REQUIREMENT → Reproduce every one of the following records verbatim, line for line.

SUPPLIED ENTRIES →
------------------------------------
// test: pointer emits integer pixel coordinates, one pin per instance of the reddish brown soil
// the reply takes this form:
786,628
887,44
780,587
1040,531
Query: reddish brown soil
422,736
------------------------------------
WRITTEN REPLY →
// test: pointer emits integer pixel coordinates, one pin per instance of the reddish brown soil
// the reply takes this form:
786,628
887,44
780,587
1040,531
Query: reddish brown soil
422,736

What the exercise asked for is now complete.